> _INFORMATION PROVIDED_:
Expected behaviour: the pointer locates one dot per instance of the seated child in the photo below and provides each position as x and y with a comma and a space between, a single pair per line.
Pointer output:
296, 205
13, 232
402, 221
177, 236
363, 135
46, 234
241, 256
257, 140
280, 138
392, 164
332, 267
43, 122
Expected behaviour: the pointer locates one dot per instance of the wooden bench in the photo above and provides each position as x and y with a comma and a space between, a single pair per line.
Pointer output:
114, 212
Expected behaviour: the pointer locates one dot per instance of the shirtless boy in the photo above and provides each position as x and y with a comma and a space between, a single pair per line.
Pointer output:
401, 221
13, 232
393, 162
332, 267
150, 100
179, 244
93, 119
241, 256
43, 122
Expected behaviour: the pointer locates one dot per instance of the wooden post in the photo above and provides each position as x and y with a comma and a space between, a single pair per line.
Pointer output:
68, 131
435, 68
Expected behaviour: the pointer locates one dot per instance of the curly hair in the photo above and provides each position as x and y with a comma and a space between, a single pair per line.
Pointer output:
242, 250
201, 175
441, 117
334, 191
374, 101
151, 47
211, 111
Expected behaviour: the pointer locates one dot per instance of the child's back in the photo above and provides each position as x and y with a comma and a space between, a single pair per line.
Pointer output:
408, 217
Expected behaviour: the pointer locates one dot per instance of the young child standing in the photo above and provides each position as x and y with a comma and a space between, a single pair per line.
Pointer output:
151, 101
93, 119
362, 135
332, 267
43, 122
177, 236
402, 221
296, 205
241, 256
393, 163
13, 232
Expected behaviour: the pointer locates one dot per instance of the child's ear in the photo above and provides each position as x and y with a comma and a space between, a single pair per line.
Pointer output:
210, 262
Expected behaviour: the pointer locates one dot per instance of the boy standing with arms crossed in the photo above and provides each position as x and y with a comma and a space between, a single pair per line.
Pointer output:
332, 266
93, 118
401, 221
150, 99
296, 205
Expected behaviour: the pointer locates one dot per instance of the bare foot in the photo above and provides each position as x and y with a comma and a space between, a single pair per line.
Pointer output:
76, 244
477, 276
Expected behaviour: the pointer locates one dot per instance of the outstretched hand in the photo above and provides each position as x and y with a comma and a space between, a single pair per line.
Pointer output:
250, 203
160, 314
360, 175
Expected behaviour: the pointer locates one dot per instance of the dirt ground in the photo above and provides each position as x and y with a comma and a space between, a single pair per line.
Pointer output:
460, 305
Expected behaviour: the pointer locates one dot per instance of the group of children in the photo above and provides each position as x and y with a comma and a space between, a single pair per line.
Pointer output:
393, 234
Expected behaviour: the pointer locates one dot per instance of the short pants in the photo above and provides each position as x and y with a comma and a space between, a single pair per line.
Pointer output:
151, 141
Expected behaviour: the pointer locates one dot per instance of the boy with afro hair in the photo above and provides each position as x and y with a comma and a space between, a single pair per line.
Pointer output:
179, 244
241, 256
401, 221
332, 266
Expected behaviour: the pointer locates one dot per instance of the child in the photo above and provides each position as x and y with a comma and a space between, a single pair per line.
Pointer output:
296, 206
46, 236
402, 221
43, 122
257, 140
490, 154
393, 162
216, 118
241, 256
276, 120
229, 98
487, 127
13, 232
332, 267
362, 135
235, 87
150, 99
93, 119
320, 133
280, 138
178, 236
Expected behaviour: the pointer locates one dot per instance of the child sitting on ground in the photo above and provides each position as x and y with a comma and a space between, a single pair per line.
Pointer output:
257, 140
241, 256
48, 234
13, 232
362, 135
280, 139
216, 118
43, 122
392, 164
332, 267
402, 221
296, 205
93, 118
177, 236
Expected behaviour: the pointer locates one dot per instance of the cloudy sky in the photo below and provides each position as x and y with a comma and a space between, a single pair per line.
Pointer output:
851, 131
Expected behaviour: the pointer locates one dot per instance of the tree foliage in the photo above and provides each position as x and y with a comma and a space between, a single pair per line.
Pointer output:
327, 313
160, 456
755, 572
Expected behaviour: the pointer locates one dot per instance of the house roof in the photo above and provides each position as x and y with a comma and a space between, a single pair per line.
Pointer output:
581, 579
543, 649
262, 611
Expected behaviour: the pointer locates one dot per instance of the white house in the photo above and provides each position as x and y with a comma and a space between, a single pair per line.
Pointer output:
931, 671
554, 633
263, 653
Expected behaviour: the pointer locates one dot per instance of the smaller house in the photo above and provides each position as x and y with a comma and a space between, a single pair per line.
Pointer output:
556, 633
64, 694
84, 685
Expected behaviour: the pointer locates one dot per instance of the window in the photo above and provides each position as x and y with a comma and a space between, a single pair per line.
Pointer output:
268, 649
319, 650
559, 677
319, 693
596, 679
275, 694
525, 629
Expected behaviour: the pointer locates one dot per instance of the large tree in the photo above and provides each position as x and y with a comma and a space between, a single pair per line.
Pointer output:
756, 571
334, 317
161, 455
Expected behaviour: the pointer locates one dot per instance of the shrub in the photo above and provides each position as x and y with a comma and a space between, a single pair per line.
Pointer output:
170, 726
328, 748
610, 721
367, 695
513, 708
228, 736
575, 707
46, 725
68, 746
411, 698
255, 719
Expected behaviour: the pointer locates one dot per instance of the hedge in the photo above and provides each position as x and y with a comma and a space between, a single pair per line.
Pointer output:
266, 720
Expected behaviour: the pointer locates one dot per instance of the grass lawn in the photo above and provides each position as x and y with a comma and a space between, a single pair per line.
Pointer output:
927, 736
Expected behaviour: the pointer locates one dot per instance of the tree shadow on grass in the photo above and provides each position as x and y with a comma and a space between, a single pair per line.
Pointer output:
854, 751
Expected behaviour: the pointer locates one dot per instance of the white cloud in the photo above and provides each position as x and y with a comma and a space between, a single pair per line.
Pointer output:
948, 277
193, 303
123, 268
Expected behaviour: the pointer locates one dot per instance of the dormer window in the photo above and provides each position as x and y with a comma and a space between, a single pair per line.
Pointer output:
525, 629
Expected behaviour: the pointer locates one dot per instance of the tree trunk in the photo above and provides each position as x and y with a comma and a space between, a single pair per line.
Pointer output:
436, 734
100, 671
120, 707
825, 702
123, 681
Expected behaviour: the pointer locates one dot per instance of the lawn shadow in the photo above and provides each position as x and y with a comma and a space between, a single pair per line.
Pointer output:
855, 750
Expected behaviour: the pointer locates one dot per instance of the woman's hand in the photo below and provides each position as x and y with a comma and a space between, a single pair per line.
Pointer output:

> _PROBLEM TO WORK ON_: Set down the listing again, exactly.

> _WRITTEN SOLUTION_:
Expected behaviour: the pointer locates one dot per instance of the seated child in the photo below and provides each position as x and y with a comma and a space between, a single pair per line.
Pointer output:
296, 205
13, 232
402, 221
177, 236
363, 135
46, 234
241, 256
257, 140
280, 138
392, 164
332, 267
43, 122
Expected behaviour: the pointer locates one dot per instance of the wooden bench in the photo above and provides each position as x and y with a comma and a space between, a single pair per line.
Pointer output:
114, 212
Expected behaviour: the pointer locates one dot per instance of the shirtless boy in the photo above and provides each position as x and y with a comma and a space between, a single pair per line.
Pointer output:
401, 221
13, 232
393, 162
332, 267
150, 100
179, 244
93, 119
241, 256
43, 122
Expected behaviour: the pointer locates one dot per instance of the wooden post in the photo above and provides each position as x and y with a comma and a space between, a single pair per line.
Pointer output:
68, 131
435, 68
Expected behaviour: the pointer locates one dot per instance of the curly hair in the photo above and provides each position as x and y with a comma and a space between, a single pair per line.
Pointer output:
242, 250
201, 175
441, 117
334, 191
374, 101
151, 47
211, 111
Expected behaviour: the pointer locates one dot per instance of the child's back in the photo above and provides each position as x and y with a comma and a space between, a single pair per line.
Pointer output:
408, 217
Expected behaviour: the pointer locates one dot per instance of the young child standing in the photo above and provides each position as x and y with a comma and a space between, a single pair per line.
Pointer output:
151, 101
93, 119
362, 135
332, 267
43, 122
177, 236
402, 221
296, 205
241, 256
393, 163
13, 232
Expected behaviour: the pointer locates one dot per instance of the child's ear in the photo above and provides each position as x and y with a comma and a space between, a single pair per line.
Pointer output:
210, 262
Expected behaviour: the pointer locates one dot per instance of the boy standing with arms crossed in the photo above and provides each position as x and y with a comma and a space between, a single pair per line.
Pointer output:
332, 266
93, 118
401, 221
150, 99
296, 205
Expected behaviour: the pointer locates one dot per instance of the bare foot in the photo above and provides each position as x and y with a comma and a space between, a single pair per line.
Pointer output:
76, 244
477, 276
Expected behaviour: the pointer locates one dot per instance of the outstretched hand in the photo above and provides each position as x and y with a comma and a space between, a single pair per line.
Pointer output:
250, 203
160, 314
360, 175
Expected behaviour: the pointer locates one dot per instance of the dirt ground in the photo above and provides each position as x and y with a comma and a space between, a single pair per line.
Pointer output:
460, 305
Expected behaviour: the pointer locates one dot per instance of the group of children in the photo above and provides each position as x and y with a comma and a space between, a single pair per line.
Pointer output:
393, 234
Expected behaviour: the pointer locates one dot per instance of the short pants in the photo above and provides each position as x and y with a comma and a space between, a single pair per line.
Pointer output:
151, 141
Expected behaviour: the pointer locates one dot per instance of the boy with afro hair in the photo above and provides each position as x and y with a comma and a space between, a single pair per line.
Pointer output:
179, 244
241, 256
401, 221
332, 266
Expected behaviour: the pointer locates one dot per instance of the child in the photo above and provides each position as x and y with a comma and a space between, a single pair per line.
Pointer output:
296, 206
46, 236
402, 221
43, 122
257, 140
490, 154
393, 162
216, 118
241, 256
276, 120
229, 98
487, 127
13, 232
332, 267
362, 135
235, 87
150, 99
93, 119
320, 133
280, 138
178, 236
Expected behaviour: the pointer locates one dot per instance of the child sitting on ground in the photo above and provides each position as x and y with a comma and a space between, a single pair per line.
Pointer output:
257, 140
241, 256
48, 234
13, 232
362, 135
280, 139
216, 118
43, 122
392, 164
332, 267
402, 221
296, 205
93, 118
177, 236
Expected behaviour: the pointer locates one dot per instance of the cloudy sky in the photo below and provides each position as x and y with a comma and a space between, a single pair per line.
Pointer output:
851, 131
Expected behaviour: the pointer locates one dot per instance of the tree foliage in the photo above and provides each position as x and y with a comma and a space between, a single pair per line.
Pointer output:
327, 313
160, 456
755, 572
Expected behaviour: the pointer locates one dot per instance of the house roof in the photo above and provides each position as x and y with a comma and a space between, a single pair per line.
Pointer output:
581, 579
543, 649
262, 611
Expected behaviour: the pointer locates one dot per instance of the white house in the photo above and provides each position as x and y with a comma and a space between, a single pair per line.
Pointer output:
931, 671
554, 633
263, 653
Expected behaviour: the pointer locates one dot per instance of the smaller house in the photo above and provides each position as x and y with a comma and a space between, a single pair per line.
Pointer output:
556, 633
64, 694
84, 685
Expected behaviour: the pointer locates one dot per instance of the window in the photo above and provides each position as x and y with a comma and a space between, a single pair per line.
Pointer output:
268, 649
319, 650
559, 677
319, 693
596, 679
275, 694
525, 629
Expected behaviour: the pointer locates one dot per instance of the large tree in the photo above and provides each position as x and y with a comma and a space between, a single pair per line.
Pointer output:
756, 571
334, 317
161, 455
Expected behaviour: the pointer locates one dot per instance of the shrub in the photo above and provides each position as x and y with a comma and a space between, a single pair per line.
Pointer output:
170, 726
328, 748
610, 721
367, 695
513, 708
228, 736
575, 707
46, 725
68, 746
411, 698
255, 719
Expected behaviour: the pointer locates one dot per instance of the hedge in the photo above and provides each position as x and y with a comma and a space between, a single pair per line.
Pointer output:
266, 720
Expected behaviour: the pointer locates one dot per instance of the grass lawn in the photo above and provides each position as x and y with a comma and a space between, a single pair per line.
Pointer output:
927, 736
Expected behaviour: the pointer locates one dot per instance of the tree shadow on grass in the photo above and provides each position as x and y with a comma and a space between, a single pair per line.
Pointer output:
854, 751
Expected behaviour: the pointer locates one dot per instance of the white cloud in the photo above and provides each position as x and y with a comma and a space between, a single pair per line.
Pointer output:
948, 277
193, 303
123, 268
Expected behaviour: the pointer locates one dot per instance of the dormer window in the photo above and provides each position as x and y with a comma and a space between, a single pair per line.
Pointer output:
525, 629
Expected behaviour: the pointer locates one dot per instance of the tree trunk in the photo above and provides each position as x and y with a comma and a space between, a single pair per line.
Pointer output:
436, 734
100, 671
120, 707
825, 702
123, 681
Expected behaviour: the pointer locates one dot per instance of the lawn shadow in the photo above and provides each position as x and y with a comma and a space between, a single pair per line.
Pointer output:
855, 750
Expected behaviour: the pointer locates one dot per instance of the woman's hand in the photo below and provides each position as x and y with a comma and a space between, a single pair per line.
Pointer output:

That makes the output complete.